- [Task] Count how many lines of the data below contain the string "background". Reply with that number alone.
### The records ###
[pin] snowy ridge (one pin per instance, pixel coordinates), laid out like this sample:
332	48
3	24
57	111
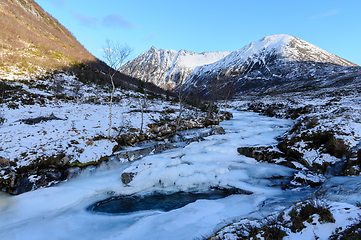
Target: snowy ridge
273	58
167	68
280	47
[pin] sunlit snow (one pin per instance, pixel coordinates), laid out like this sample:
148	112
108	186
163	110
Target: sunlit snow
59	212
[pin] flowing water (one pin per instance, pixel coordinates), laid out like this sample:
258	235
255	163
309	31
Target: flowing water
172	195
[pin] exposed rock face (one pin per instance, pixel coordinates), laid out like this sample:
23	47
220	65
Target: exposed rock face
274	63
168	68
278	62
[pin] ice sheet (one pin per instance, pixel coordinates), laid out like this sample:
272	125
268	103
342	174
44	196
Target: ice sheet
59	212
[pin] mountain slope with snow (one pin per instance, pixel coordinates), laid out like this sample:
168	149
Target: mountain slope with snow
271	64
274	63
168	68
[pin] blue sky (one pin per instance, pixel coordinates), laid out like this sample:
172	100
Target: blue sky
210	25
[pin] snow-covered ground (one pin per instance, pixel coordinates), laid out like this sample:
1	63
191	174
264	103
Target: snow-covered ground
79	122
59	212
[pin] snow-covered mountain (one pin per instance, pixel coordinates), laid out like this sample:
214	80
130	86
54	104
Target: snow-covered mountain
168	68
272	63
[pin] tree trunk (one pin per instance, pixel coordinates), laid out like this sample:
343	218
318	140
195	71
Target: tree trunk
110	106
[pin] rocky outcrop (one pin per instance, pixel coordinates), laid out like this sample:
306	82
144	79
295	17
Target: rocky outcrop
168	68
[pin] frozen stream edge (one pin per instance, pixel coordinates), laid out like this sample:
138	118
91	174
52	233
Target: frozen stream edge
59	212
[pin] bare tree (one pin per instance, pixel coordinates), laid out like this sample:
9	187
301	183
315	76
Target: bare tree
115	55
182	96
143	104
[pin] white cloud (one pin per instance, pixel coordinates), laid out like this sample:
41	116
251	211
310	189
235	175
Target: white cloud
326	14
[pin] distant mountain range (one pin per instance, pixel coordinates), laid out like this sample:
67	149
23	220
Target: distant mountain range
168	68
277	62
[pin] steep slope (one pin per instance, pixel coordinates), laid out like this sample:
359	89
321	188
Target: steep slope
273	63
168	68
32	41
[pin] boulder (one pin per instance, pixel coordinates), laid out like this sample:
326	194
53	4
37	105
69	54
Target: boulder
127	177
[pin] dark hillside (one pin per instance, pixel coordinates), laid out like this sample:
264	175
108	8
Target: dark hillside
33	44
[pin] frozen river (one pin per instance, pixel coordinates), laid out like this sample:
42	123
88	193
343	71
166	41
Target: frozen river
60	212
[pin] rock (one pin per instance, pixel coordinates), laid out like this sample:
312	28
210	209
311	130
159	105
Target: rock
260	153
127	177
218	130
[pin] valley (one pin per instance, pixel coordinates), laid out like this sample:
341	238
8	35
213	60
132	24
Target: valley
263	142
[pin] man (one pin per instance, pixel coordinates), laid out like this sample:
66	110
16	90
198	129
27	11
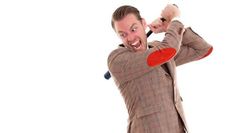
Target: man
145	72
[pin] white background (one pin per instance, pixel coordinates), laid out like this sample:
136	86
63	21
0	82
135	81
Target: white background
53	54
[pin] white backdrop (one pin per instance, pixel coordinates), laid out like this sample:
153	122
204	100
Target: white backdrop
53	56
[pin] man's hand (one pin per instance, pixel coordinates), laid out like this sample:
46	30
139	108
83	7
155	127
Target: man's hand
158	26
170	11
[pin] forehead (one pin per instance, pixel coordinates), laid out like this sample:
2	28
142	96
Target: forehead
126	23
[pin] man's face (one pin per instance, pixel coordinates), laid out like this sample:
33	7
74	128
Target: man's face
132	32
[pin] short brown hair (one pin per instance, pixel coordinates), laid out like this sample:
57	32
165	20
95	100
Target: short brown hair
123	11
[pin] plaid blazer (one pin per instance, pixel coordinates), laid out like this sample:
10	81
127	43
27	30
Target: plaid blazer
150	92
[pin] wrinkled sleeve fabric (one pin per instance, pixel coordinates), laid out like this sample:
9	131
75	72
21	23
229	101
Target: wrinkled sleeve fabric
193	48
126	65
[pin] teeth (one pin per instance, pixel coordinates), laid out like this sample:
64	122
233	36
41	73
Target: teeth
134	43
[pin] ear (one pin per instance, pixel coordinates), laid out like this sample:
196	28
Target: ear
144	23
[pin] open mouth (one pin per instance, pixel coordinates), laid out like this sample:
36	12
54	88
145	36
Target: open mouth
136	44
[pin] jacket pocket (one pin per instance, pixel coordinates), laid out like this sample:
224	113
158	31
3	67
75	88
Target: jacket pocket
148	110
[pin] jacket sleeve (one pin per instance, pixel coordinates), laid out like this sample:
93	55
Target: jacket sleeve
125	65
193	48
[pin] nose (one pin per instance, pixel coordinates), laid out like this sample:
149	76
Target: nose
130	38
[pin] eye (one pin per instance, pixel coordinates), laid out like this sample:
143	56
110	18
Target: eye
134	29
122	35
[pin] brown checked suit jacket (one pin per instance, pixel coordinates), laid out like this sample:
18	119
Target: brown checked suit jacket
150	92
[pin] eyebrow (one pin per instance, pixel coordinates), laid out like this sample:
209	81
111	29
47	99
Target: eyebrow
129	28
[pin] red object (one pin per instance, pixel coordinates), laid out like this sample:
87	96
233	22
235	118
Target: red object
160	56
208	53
###
### The records ###
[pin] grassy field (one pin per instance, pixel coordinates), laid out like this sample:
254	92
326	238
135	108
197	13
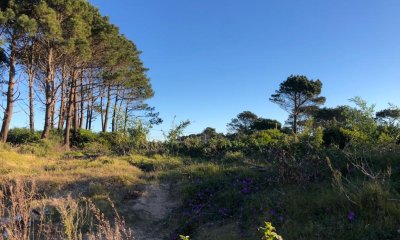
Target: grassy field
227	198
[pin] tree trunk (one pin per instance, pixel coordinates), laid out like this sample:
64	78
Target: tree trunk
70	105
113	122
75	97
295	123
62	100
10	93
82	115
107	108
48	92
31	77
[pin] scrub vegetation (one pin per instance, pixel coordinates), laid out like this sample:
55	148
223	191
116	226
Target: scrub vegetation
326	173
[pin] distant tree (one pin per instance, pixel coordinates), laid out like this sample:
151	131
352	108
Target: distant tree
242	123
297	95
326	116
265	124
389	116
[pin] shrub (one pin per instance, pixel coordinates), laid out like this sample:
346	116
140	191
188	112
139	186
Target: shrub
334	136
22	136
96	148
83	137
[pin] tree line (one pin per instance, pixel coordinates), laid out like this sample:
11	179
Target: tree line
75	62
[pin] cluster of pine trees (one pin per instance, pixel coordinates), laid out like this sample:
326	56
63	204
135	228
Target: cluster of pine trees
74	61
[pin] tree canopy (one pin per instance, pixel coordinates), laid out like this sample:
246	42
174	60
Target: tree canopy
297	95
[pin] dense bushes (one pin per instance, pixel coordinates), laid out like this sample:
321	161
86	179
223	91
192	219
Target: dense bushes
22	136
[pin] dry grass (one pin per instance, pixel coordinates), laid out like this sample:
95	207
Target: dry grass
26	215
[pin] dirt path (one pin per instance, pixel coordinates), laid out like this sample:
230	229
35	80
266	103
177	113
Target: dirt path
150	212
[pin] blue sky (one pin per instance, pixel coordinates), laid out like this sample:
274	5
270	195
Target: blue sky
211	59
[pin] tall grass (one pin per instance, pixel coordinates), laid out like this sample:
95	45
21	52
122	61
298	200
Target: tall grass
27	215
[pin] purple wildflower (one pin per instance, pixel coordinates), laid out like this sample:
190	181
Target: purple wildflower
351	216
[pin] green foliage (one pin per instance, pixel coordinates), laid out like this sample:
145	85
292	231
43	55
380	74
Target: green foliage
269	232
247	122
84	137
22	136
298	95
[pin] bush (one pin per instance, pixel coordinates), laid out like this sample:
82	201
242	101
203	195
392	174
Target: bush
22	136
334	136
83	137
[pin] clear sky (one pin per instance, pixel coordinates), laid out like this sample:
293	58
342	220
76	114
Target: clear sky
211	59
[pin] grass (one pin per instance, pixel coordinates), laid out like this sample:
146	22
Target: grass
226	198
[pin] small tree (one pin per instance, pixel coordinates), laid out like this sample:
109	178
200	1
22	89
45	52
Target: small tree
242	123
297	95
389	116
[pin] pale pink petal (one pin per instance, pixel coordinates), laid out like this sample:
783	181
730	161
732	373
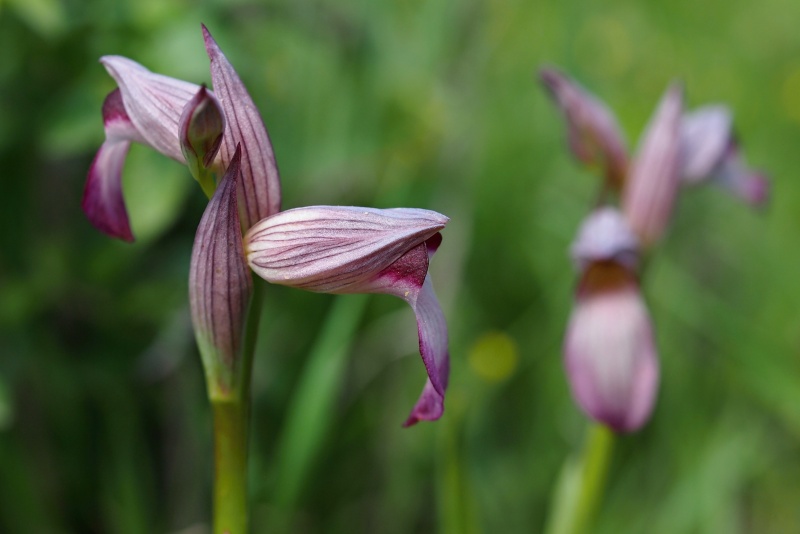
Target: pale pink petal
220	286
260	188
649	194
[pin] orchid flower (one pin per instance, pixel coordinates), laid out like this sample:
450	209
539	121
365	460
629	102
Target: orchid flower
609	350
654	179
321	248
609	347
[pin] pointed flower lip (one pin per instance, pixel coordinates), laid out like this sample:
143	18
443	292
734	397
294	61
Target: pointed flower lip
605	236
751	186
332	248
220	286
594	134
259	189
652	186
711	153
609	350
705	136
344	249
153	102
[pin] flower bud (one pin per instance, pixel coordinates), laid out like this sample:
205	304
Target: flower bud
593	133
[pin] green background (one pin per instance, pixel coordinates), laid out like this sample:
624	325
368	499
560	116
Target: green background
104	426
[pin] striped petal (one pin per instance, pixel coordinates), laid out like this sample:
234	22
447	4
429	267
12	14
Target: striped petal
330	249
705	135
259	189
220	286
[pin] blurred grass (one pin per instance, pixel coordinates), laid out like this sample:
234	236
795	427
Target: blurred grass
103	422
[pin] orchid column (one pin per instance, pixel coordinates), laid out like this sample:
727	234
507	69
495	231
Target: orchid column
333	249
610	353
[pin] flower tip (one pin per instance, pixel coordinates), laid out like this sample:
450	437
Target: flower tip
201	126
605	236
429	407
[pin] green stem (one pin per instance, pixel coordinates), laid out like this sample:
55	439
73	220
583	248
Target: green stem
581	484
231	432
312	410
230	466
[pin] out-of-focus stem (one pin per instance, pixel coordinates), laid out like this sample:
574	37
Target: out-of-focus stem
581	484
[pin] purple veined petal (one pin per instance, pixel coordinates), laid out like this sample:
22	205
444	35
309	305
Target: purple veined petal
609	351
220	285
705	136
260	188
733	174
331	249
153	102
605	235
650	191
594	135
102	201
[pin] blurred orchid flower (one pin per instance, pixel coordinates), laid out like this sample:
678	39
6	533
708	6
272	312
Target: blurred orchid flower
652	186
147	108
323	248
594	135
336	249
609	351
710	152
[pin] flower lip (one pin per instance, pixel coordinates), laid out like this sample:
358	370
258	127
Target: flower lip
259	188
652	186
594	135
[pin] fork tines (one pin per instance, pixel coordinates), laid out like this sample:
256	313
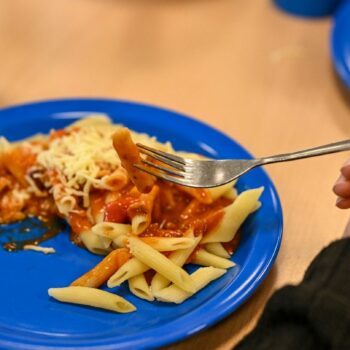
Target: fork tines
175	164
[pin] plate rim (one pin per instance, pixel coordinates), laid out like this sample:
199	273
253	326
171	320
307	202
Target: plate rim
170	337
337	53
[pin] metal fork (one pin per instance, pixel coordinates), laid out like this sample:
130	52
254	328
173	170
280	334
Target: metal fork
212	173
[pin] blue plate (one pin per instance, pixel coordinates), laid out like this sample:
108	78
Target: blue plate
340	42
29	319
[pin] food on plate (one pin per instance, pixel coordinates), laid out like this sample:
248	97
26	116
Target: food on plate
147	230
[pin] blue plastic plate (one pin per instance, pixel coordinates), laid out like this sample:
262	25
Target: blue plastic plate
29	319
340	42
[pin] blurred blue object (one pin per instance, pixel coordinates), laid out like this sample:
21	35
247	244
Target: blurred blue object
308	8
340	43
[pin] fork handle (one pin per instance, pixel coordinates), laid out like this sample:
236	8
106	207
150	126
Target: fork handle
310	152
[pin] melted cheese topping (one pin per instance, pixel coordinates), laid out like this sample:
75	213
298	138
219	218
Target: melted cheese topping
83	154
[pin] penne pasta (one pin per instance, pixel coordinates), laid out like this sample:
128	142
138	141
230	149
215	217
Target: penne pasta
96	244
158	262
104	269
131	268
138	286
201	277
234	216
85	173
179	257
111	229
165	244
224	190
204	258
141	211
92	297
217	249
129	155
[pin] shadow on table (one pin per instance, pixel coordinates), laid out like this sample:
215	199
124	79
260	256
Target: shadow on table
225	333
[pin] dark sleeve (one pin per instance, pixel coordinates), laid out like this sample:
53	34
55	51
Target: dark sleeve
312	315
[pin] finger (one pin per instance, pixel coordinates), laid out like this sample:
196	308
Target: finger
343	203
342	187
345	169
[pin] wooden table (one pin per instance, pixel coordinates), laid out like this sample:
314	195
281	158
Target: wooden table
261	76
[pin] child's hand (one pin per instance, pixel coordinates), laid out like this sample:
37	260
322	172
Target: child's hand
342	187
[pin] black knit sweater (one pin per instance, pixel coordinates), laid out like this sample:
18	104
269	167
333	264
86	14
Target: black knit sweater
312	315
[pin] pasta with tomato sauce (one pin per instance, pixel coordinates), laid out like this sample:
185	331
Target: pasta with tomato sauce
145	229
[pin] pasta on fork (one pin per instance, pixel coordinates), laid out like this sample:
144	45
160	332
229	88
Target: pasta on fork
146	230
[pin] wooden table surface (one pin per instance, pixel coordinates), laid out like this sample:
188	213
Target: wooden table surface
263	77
###
- [Complete response] 4